Rewrite the material from the line containing "Each instance receives one keypoint. Mark the brown" up to and including its final line, changing "brown bird" to "small bird" and leaving everything else unchanged.

• _DATA RECORDS_
* * * *
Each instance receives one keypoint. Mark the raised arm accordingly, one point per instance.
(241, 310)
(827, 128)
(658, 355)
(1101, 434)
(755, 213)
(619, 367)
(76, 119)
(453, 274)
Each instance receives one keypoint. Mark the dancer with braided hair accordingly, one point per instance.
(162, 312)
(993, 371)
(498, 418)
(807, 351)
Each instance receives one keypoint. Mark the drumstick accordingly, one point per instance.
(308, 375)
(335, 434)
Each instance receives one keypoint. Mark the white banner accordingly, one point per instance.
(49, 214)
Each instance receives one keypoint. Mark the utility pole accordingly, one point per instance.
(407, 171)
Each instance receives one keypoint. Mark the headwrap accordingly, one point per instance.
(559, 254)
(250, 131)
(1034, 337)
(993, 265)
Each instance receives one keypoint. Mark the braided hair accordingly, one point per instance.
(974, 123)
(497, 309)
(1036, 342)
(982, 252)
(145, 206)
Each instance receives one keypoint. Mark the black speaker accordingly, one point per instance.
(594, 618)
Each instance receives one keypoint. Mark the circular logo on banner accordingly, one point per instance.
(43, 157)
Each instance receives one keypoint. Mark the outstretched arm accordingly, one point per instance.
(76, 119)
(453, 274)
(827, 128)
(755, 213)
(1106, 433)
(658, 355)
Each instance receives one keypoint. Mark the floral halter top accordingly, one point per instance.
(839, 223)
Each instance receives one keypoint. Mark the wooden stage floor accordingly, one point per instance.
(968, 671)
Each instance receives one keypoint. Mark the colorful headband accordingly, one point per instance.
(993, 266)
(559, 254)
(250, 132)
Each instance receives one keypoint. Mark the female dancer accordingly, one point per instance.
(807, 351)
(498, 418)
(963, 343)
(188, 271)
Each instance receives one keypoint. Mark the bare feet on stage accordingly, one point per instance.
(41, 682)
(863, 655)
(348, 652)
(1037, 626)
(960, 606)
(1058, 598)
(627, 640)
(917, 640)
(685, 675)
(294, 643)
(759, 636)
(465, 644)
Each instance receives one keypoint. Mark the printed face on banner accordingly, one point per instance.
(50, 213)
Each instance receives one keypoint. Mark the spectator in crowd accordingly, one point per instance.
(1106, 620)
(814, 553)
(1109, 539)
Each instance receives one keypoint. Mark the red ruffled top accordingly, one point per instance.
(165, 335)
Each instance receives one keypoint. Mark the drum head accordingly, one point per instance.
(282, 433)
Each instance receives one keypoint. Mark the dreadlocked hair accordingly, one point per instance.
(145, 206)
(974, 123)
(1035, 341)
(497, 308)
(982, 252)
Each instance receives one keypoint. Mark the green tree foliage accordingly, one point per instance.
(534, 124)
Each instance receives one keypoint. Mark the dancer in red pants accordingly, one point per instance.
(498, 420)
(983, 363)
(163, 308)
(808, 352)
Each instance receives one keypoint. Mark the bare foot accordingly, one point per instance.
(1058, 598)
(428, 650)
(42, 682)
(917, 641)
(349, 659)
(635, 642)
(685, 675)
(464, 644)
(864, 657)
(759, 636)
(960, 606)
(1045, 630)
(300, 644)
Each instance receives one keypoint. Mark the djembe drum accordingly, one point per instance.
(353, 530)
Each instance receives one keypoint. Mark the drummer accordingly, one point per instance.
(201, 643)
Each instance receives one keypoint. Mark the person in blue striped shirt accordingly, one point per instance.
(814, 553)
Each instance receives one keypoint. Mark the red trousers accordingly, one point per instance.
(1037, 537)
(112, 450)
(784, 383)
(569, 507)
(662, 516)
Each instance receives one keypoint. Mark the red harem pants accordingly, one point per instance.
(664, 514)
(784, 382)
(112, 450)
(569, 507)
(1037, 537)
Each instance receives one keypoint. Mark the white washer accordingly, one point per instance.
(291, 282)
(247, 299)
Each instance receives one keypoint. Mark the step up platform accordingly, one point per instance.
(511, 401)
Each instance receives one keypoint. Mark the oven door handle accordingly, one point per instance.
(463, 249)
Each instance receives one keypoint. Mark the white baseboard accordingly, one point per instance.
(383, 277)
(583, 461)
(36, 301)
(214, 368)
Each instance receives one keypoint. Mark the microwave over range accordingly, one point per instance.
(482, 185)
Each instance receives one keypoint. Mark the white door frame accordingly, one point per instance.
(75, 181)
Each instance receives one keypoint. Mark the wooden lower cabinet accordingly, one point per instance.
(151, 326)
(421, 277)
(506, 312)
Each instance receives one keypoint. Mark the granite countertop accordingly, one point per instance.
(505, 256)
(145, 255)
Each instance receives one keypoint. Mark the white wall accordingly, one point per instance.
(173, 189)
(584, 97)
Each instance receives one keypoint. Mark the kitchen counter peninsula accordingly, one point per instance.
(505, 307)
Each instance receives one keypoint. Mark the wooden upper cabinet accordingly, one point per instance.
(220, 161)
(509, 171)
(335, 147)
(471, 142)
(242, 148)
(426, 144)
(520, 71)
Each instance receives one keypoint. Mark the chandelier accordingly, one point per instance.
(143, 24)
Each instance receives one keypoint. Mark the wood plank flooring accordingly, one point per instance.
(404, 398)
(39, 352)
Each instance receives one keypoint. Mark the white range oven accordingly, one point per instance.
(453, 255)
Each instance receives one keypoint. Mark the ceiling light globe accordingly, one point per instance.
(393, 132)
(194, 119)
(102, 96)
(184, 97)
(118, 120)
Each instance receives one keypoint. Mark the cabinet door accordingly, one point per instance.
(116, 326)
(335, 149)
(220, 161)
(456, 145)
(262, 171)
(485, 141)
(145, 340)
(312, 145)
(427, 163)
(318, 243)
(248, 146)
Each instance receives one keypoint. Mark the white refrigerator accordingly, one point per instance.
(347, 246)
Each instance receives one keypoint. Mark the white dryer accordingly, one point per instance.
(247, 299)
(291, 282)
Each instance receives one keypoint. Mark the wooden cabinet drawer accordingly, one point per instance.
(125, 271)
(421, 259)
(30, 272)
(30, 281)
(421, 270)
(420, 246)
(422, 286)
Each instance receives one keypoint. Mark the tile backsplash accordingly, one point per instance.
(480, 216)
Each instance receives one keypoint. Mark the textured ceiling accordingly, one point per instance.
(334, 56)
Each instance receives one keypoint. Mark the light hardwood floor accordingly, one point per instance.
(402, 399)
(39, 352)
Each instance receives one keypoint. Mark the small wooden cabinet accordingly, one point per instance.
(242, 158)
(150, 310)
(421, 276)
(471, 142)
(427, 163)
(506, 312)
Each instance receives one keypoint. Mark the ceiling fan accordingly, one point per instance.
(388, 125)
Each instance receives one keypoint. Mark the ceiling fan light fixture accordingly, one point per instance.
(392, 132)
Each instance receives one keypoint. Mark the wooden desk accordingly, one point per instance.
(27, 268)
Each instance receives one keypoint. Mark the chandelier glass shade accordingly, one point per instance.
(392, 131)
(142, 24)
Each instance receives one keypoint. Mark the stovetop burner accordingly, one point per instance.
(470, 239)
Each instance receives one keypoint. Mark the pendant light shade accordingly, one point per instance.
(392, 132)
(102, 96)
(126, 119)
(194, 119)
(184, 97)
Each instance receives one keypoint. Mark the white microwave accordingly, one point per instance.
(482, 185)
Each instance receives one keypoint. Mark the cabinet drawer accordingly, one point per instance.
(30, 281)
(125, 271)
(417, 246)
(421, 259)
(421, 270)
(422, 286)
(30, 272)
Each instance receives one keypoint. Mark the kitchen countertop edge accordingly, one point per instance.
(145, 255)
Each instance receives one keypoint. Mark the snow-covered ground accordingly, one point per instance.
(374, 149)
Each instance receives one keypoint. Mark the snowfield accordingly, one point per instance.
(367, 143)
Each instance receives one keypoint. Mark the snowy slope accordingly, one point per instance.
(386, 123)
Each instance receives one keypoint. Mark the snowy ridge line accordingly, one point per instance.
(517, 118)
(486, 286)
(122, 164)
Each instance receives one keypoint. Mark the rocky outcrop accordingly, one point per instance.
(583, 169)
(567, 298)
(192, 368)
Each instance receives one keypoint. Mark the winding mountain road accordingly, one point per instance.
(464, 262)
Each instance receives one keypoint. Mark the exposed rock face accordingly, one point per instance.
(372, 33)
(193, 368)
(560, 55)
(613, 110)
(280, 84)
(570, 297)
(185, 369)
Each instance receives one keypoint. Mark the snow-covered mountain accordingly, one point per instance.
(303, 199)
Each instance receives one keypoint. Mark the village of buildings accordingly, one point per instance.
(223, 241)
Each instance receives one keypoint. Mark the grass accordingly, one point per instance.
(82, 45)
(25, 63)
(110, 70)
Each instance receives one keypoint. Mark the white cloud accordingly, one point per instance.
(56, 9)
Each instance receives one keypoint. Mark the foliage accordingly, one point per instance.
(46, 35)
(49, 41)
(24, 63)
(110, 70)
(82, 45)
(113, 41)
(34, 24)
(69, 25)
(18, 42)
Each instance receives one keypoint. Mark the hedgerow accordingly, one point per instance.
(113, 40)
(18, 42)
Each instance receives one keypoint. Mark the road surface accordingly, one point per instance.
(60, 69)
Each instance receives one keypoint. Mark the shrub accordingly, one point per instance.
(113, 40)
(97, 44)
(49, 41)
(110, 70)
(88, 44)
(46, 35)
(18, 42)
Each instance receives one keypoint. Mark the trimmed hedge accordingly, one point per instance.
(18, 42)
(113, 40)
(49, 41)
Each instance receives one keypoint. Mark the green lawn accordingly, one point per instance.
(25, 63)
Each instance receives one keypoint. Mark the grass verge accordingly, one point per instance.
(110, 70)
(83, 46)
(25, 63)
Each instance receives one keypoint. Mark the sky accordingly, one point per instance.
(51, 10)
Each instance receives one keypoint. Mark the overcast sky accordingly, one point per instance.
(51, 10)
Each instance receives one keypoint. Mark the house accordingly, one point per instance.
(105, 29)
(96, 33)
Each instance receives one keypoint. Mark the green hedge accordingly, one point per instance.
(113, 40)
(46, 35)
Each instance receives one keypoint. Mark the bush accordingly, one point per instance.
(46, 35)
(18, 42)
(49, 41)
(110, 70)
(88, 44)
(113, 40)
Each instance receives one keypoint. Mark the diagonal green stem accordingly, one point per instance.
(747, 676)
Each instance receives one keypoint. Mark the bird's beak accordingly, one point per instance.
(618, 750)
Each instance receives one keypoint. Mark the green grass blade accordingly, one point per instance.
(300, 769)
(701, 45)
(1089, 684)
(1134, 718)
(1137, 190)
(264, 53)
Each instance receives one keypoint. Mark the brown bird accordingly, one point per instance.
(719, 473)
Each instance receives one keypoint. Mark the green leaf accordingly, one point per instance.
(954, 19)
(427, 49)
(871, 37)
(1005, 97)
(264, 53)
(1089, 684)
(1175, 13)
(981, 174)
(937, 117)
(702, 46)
* * * *
• _SOLUTION FOR THIS EXERCISE_
Each instance receives one keypoint. Mark the small bird accordingly, one point per instance.
(719, 473)
Each instance receives one keypoint. Mark the green leaf accordingly, one point per instance.
(954, 19)
(427, 49)
(871, 37)
(1005, 97)
(264, 53)
(1089, 684)
(1175, 13)
(981, 174)
(937, 117)
(702, 46)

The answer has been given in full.